[RECORDS SHOWN]
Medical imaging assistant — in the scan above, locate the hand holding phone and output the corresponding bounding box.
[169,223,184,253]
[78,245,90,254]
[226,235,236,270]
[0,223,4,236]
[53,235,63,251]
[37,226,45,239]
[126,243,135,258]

[WORK INSTRUCTIONS] Copy every one of the items above word for word, keeping each line unchanged.

[WRITTEN SOLUTION]
Medical imaging assistant — in the scan above, locate the hand holding phone and output the corresponding bounding box.
[169,223,184,253]
[78,245,90,254]
[226,235,236,270]
[0,223,4,236]
[53,235,63,251]
[37,226,45,239]
[126,243,135,258]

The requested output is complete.